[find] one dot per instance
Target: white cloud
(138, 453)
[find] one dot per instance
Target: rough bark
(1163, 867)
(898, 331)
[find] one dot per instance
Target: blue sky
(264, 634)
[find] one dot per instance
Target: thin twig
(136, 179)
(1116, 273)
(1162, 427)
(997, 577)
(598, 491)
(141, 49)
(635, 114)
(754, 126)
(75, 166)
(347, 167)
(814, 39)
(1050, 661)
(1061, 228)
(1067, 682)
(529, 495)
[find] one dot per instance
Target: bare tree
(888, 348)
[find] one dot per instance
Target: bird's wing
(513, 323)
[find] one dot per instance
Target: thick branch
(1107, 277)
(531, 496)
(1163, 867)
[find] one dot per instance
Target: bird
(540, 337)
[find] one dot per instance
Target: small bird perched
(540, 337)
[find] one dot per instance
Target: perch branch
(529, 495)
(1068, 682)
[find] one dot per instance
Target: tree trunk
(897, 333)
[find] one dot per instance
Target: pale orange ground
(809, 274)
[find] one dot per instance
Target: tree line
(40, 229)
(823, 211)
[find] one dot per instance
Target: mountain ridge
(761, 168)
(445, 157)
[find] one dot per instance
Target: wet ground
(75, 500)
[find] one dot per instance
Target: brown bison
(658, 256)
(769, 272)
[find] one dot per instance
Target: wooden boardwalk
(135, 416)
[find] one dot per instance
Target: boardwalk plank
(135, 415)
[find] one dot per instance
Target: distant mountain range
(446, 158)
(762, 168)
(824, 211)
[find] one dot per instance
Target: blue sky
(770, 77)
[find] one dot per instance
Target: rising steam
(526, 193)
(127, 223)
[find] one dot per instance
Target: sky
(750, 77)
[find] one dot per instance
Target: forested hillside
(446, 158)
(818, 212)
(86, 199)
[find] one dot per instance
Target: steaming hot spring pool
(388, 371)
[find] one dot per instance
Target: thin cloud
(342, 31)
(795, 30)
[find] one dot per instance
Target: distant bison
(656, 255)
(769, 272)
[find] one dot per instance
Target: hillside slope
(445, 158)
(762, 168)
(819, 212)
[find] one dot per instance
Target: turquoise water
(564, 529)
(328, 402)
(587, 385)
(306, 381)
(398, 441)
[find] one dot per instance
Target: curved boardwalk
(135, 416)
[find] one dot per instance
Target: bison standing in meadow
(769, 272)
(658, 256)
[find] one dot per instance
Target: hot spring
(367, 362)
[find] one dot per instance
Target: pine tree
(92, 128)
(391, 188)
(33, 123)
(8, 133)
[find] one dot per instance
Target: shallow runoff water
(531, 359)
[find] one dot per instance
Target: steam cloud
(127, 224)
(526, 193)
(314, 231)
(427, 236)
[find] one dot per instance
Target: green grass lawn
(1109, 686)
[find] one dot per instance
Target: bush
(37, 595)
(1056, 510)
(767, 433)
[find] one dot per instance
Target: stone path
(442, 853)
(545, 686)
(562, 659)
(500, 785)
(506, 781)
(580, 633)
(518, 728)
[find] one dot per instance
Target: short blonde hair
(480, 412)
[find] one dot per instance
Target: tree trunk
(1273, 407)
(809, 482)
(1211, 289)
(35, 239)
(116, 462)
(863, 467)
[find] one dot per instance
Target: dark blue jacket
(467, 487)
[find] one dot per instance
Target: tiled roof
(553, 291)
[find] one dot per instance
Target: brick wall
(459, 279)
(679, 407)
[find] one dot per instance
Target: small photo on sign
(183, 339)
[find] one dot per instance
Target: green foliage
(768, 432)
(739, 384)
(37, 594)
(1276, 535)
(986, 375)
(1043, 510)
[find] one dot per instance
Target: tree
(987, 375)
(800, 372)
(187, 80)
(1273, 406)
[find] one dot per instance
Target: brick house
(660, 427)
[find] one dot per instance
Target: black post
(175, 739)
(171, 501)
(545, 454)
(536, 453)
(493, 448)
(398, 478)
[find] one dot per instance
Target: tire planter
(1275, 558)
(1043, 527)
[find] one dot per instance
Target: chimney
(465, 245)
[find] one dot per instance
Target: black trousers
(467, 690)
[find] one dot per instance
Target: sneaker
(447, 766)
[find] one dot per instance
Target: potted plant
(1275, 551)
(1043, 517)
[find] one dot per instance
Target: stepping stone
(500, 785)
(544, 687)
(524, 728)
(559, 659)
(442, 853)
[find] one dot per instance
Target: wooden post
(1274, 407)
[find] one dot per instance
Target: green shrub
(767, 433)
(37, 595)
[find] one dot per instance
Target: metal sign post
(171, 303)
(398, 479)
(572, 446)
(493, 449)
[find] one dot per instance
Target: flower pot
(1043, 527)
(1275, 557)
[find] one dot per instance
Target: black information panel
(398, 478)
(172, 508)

========================

Copy every line of the items above without changing anything.

[find] one dot per instance
Target: white cloud
(138, 453)
[find] one dot per instance
Target: rough bark
(1163, 867)
(898, 331)
[find] one dot per instance
Target: blue sky
(264, 634)
[find] one dot per instance
Target: thin twig
(136, 179)
(1116, 273)
(1162, 427)
(997, 577)
(598, 491)
(141, 49)
(635, 114)
(754, 126)
(75, 166)
(347, 167)
(814, 39)
(1050, 661)
(1061, 228)
(1067, 682)
(529, 495)
[find] one dot per instance
Target: bare tree
(888, 348)
[find] one dot per instance
Target: bird's wing
(513, 323)
[find] one dot per instance
Target: thick branch
(1107, 277)
(531, 496)
(1163, 867)
[find] one dot per instance
Target: bird
(540, 337)
[find] one dot per instance
Target: small bird perched
(540, 337)
[find] one dot per instance
Target: perch branch
(529, 495)
(1068, 682)
[find] one dot per instance
Target: tree trunk
(897, 333)
[find] one dot per instance
Target: pale orange ground
(809, 274)
[find] one dot per instance
Target: tree line
(40, 229)
(823, 211)
[find] one dot per instance
Target: mountain ridge
(761, 168)
(445, 157)
[find] one dot per instance
Target: wet ground
(75, 500)
[find] one dot per instance
Target: brown bison
(658, 256)
(769, 272)
[find] one dot per instance
Target: wooden boardwalk
(135, 416)
[find] one dot per instance
Target: boardwalk plank
(135, 415)
[find] one dot per instance
Target: distant mountain range
(446, 158)
(762, 168)
(824, 211)
[find] one dot per instance
Target: blue sky
(770, 77)
[find] one dot per instance
Target: rising steam
(526, 193)
(127, 223)
[find] one dot per instance
Target: sky
(750, 77)
[find] one dot per instance
Target: forested hillside
(446, 158)
(818, 212)
(86, 199)
[find] one dot per instance
Target: steaming hot spring pool
(388, 371)
[find] one dot per instance
Target: thin cloud
(342, 31)
(795, 30)
[find] one dot per instance
Target: distant bison
(656, 255)
(769, 272)
[find] one dot per instance
Target: hillside slope
(445, 158)
(762, 168)
(819, 212)
[find] one dot per instance
Target: turquoise water
(564, 529)
(328, 402)
(587, 385)
(306, 381)
(398, 441)
[find] one dot per instance
Target: curved boardwalk
(135, 416)
[find] one dot per instance
Target: bison standing in meadow
(769, 272)
(658, 256)
[find] one dot per instance
Target: hot spring
(367, 362)
[find] one dot per instance
Target: pine tree
(92, 128)
(391, 188)
(33, 123)
(8, 133)
[find] one dot per instance
Target: shallow runoff water
(531, 359)
[find] one dot per instance
Target: steam cloud
(127, 224)
(526, 193)
(314, 231)
(427, 236)
[find] one dot per instance
Target: green grass lawn
(1109, 686)
[find] one dot per instance
Target: bush
(37, 595)
(1056, 510)
(767, 433)
[find] one dot per instance
Target: stone path
(442, 853)
(545, 686)
(562, 659)
(500, 785)
(506, 781)
(580, 633)
(518, 728)
[find] one dot per instance
Target: short blonde hair
(480, 412)
[find] one dot per instance
Target: tree trunk
(1273, 407)
(809, 482)
(1211, 289)
(35, 239)
(116, 462)
(863, 467)
[find] one dot per instance
Target: dark blue jacket
(467, 487)
[find] one dot per instance
Target: tiled roof
(553, 291)
[find] one dot per instance
Target: brick wall
(459, 279)
(679, 407)
[find] one dot per instance
Target: small photo on sign
(183, 339)
[find] one dot per instance
Target: green foliage
(768, 432)
(739, 384)
(37, 594)
(1276, 535)
(986, 375)
(1043, 510)
[find] one dot per instance
Target: tree
(987, 375)
(800, 372)
(187, 80)
(1273, 406)
[find] one dot per instance
Target: brick house
(660, 427)
[find] one dot per instance
Target: black post
(175, 739)
(171, 501)
(545, 454)
(536, 453)
(493, 448)
(398, 478)
[find] one dot per instance
Target: tire planter
(1275, 558)
(1043, 527)
[find] one dot per instance
Target: chimney
(465, 245)
[find] one dot per instance
Target: black trousers
(467, 690)
[find] one dot per instance
Target: sneaker
(447, 766)
[find] one dot per instance
Target: potted plant
(1275, 551)
(1043, 517)
[find] one dot per instance
Target: stepping stone
(500, 785)
(544, 687)
(524, 728)
(559, 659)
(442, 853)
[find] one dot per instance
Target: wooden post
(1274, 407)
[find] one dot per instance
Target: green shrub
(767, 433)
(37, 595)
[find] one dot per instance
Target: metal sign post
(171, 303)
(398, 479)
(572, 446)
(493, 449)
[find] one dot per instance
Target: flower pot
(1043, 527)
(1275, 557)
[find] one dot per instance
Target: black information panel
(398, 478)
(172, 508)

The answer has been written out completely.